Instructions for the task: Count the lines in the listing below that contain the string "shawl". Reply with the number alone.

Recorded data:
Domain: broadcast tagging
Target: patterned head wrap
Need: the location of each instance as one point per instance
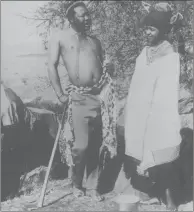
(161, 17)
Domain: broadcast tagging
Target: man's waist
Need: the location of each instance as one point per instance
(93, 90)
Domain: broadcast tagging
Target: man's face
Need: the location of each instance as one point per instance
(152, 34)
(81, 20)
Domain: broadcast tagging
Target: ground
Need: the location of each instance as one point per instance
(59, 198)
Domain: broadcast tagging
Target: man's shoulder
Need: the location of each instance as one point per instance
(94, 39)
(60, 33)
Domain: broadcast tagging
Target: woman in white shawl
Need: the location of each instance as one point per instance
(152, 122)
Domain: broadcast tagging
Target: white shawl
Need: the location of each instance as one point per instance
(152, 122)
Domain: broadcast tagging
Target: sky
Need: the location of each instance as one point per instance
(14, 30)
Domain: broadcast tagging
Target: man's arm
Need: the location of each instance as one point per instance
(54, 55)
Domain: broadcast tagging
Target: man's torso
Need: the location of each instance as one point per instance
(81, 57)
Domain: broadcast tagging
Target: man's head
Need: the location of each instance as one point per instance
(78, 16)
(157, 26)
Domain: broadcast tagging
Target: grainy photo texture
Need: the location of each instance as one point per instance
(97, 105)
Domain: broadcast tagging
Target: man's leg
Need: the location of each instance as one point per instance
(93, 169)
(167, 183)
(82, 112)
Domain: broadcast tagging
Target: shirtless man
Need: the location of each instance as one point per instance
(82, 57)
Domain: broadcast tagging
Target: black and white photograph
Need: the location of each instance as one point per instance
(97, 105)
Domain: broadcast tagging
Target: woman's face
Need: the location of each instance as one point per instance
(152, 34)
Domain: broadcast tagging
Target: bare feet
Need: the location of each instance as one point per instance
(77, 192)
(94, 195)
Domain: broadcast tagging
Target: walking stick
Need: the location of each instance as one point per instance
(40, 203)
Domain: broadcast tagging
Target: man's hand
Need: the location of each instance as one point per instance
(63, 98)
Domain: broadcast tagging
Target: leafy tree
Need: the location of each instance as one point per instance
(114, 23)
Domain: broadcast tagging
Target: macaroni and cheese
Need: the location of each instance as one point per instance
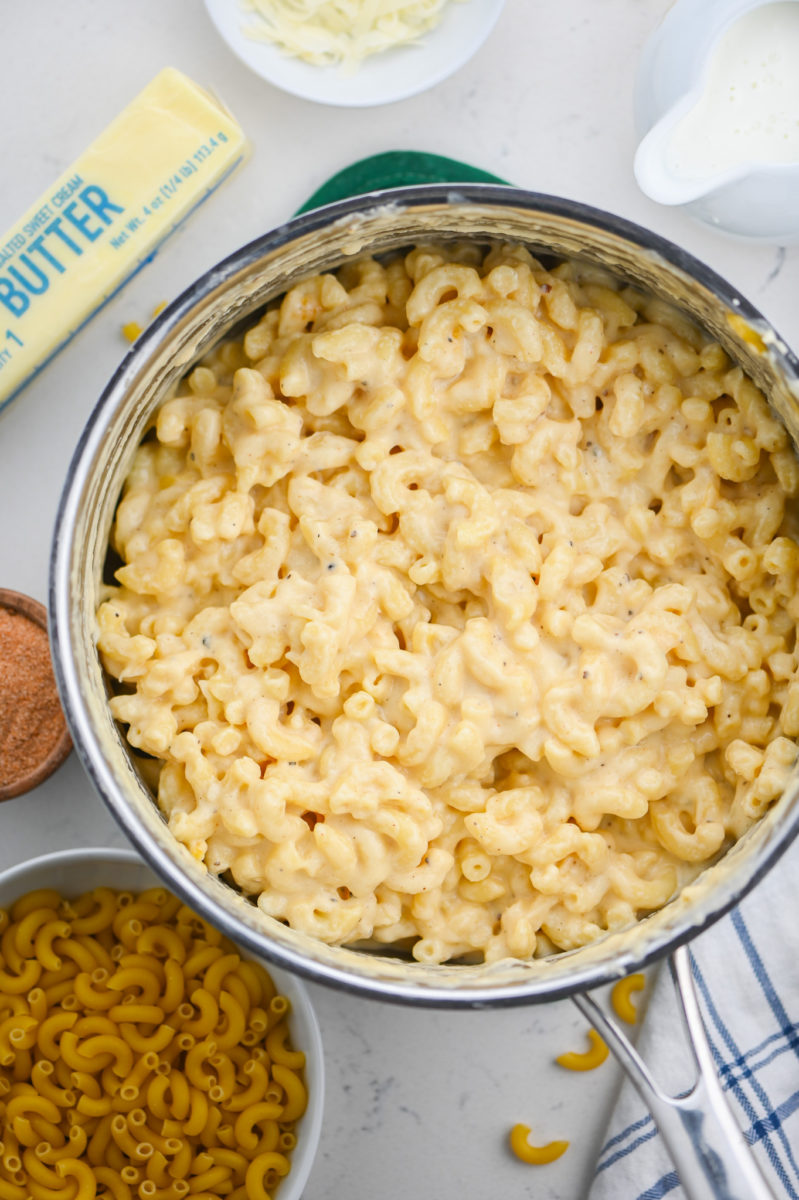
(458, 601)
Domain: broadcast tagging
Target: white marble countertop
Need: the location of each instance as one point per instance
(418, 1102)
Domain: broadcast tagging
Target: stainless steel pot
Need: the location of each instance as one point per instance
(206, 312)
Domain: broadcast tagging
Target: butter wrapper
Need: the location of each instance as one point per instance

Complete answer: 2